AIM:
Pick out each line in the lines below that contains the string "tail", and copy it. Case counts.

________

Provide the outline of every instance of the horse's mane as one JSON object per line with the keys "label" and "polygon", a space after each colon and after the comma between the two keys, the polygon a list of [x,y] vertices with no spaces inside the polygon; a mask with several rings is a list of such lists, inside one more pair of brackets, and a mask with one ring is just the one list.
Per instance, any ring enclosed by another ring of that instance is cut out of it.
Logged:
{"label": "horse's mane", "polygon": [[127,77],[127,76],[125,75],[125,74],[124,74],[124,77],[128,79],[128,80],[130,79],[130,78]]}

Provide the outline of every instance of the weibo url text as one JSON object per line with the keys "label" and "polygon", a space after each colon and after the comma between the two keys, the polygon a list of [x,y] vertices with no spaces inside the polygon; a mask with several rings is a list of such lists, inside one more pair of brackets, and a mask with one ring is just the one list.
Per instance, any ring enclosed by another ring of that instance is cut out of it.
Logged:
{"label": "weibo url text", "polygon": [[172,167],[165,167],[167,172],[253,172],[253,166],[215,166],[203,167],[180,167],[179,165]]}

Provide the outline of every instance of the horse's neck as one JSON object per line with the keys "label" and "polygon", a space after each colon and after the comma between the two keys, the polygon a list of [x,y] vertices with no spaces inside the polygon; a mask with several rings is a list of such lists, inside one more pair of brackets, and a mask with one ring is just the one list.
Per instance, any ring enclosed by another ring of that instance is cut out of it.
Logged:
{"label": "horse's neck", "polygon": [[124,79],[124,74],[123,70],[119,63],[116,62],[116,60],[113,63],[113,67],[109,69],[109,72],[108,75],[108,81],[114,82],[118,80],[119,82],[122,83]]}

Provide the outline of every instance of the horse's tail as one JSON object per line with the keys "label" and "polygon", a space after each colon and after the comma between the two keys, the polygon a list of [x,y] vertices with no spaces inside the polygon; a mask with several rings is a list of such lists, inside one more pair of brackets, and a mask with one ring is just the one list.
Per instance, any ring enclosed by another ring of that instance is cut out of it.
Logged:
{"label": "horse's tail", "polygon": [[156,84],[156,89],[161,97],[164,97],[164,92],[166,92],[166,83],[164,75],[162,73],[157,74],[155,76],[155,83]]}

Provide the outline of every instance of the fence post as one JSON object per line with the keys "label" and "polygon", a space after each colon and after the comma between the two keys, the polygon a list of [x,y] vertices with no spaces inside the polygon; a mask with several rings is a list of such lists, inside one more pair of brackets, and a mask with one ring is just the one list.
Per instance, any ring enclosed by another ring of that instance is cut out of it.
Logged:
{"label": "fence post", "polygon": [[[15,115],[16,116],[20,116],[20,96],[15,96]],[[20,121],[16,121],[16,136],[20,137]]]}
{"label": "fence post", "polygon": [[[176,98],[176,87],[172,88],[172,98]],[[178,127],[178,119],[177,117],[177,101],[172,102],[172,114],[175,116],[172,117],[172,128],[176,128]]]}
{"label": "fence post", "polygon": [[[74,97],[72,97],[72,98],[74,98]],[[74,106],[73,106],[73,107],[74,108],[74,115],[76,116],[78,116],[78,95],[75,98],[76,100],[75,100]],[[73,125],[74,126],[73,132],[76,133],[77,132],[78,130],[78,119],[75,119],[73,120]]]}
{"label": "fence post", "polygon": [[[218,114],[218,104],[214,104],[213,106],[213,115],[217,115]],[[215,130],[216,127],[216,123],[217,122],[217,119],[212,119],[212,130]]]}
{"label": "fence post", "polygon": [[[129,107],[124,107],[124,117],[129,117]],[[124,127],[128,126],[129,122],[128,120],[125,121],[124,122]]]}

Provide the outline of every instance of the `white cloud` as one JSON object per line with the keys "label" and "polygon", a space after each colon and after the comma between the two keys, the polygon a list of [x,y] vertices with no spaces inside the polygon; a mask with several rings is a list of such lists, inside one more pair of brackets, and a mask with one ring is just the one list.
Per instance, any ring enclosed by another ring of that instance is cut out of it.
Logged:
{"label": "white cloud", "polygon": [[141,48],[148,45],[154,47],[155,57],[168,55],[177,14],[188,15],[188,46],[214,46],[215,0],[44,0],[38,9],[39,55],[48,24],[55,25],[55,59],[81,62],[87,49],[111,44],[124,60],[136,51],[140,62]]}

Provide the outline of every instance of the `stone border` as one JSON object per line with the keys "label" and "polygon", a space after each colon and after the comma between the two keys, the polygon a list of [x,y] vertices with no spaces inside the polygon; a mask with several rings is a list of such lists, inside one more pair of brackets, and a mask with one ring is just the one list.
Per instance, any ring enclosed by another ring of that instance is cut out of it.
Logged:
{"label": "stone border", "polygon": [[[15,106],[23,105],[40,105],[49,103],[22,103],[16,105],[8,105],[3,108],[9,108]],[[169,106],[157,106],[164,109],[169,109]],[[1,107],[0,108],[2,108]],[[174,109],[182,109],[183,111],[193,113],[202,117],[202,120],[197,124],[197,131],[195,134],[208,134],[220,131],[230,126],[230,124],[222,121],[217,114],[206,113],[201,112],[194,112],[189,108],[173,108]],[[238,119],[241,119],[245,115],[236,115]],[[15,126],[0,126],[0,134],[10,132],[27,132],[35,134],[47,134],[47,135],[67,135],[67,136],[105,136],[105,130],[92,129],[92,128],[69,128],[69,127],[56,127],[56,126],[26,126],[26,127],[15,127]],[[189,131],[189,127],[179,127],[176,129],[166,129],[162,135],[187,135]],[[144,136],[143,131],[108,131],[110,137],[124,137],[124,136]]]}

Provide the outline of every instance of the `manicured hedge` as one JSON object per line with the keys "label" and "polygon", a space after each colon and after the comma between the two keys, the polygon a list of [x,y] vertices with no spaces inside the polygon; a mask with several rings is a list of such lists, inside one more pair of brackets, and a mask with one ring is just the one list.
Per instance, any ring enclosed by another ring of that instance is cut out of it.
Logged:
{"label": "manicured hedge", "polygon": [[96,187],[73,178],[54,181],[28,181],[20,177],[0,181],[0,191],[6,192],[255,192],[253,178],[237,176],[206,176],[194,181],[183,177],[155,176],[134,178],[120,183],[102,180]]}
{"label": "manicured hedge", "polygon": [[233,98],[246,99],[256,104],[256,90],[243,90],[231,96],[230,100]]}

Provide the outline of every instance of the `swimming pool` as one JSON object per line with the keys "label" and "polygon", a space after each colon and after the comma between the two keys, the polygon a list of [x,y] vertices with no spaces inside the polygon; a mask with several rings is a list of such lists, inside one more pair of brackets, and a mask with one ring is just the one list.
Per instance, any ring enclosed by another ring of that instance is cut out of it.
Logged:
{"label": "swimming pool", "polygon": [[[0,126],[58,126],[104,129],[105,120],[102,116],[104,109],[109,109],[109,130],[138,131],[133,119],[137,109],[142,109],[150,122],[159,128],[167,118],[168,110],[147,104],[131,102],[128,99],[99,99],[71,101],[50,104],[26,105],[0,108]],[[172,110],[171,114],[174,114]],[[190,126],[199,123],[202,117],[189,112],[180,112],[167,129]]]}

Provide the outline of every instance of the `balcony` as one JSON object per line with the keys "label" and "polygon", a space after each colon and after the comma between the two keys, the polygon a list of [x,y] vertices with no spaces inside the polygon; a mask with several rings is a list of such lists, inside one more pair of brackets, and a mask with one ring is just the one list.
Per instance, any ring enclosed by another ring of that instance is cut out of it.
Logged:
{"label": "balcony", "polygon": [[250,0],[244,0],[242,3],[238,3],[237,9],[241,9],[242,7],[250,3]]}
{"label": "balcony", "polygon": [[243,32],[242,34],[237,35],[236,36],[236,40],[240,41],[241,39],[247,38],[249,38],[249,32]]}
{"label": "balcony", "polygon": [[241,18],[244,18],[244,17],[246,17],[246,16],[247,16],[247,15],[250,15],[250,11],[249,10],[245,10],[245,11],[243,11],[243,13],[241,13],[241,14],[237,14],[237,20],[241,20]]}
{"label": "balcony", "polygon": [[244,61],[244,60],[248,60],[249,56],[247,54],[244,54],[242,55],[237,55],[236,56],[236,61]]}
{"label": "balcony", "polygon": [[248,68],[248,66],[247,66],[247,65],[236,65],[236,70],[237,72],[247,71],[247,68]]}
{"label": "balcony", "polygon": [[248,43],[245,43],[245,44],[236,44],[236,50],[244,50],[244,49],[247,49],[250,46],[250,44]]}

________

THE REPLY:
Provide the outline of every instance of the horse's tail as one JSON object per line with the keys "label" and "polygon", a space after each colon and after the comma between the two keys, the polygon a list of [x,y] vertices with no spaces inside the polygon; a mask with several rings is a list of such lists, inside one more pair of brackets, and a mask with one ring is just the one list.
{"label": "horse's tail", "polygon": [[156,84],[156,89],[161,97],[164,97],[164,92],[166,92],[166,83],[164,75],[162,73],[157,74],[155,76],[155,83]]}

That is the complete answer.